STORED RECORDS –
□ □ □ □ □
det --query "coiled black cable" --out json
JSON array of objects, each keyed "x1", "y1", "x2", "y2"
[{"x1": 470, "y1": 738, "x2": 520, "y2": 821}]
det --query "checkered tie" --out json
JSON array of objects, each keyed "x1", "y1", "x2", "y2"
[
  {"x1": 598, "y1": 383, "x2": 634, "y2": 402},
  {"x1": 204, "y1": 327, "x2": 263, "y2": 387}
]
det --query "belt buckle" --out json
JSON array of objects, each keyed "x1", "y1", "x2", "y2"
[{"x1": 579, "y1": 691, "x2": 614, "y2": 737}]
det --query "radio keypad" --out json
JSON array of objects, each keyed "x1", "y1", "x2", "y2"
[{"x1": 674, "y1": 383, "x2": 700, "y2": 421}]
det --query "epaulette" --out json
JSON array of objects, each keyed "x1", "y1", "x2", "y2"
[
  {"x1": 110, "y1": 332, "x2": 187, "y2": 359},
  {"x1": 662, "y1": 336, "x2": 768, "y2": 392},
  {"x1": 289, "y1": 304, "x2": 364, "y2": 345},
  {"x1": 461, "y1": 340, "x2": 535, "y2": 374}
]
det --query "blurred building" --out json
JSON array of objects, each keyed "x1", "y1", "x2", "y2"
□ □ □ □ □
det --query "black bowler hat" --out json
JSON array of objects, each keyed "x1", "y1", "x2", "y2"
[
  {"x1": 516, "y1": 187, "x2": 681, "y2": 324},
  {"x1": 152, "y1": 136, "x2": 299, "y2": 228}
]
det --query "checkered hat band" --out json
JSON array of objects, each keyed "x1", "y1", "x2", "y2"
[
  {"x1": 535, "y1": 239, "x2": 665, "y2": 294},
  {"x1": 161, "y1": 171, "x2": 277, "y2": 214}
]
□ □ □ □ □
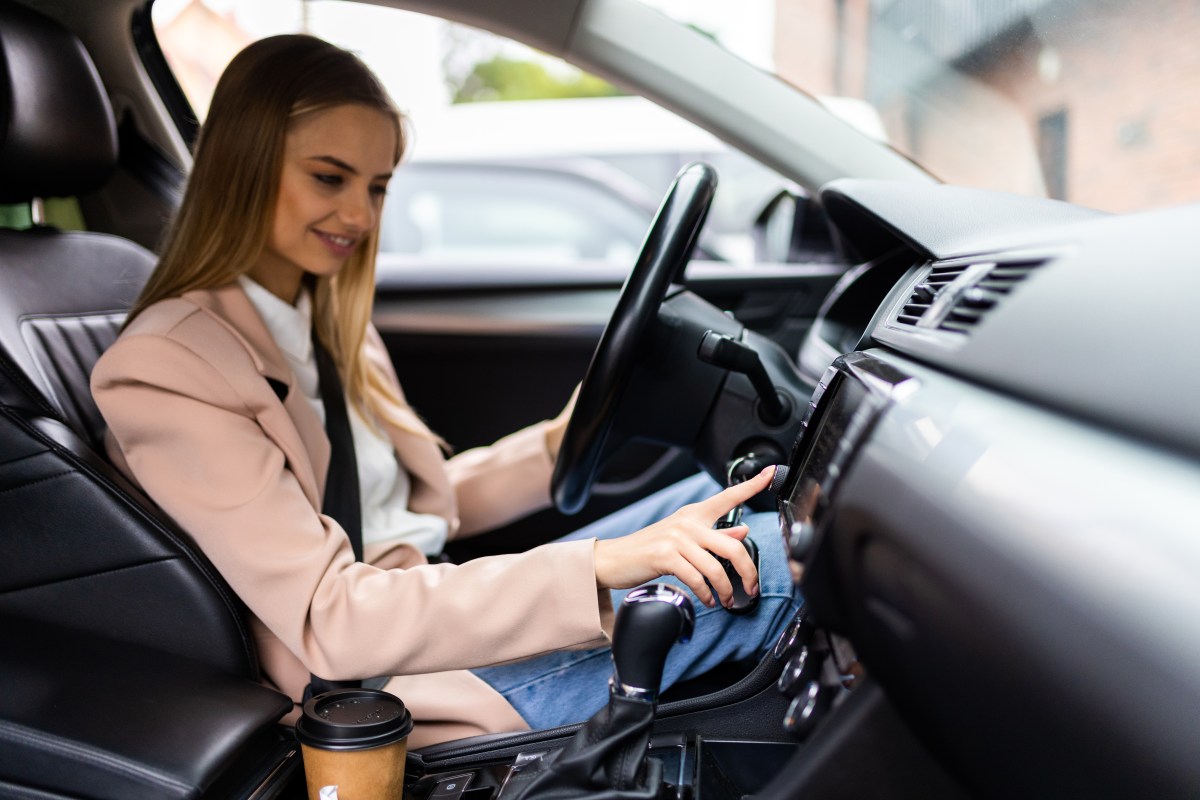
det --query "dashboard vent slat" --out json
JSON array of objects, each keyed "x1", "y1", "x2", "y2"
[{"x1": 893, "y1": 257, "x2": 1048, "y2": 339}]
□ □ □ □ □
Please extract every line above that contains the string "query".

det --query "coiled black cable" --out json
det --query "checkered tie" --out json
det --query "belt buckle" --out json
det --query "radio keypad" --out json
det --query "epaulette" --out json
det --query "blurred building" --out json
det --query "black bowler hat" --out json
det --query "checkered hat band" --out json
det --query "dashboard vent slat" --out json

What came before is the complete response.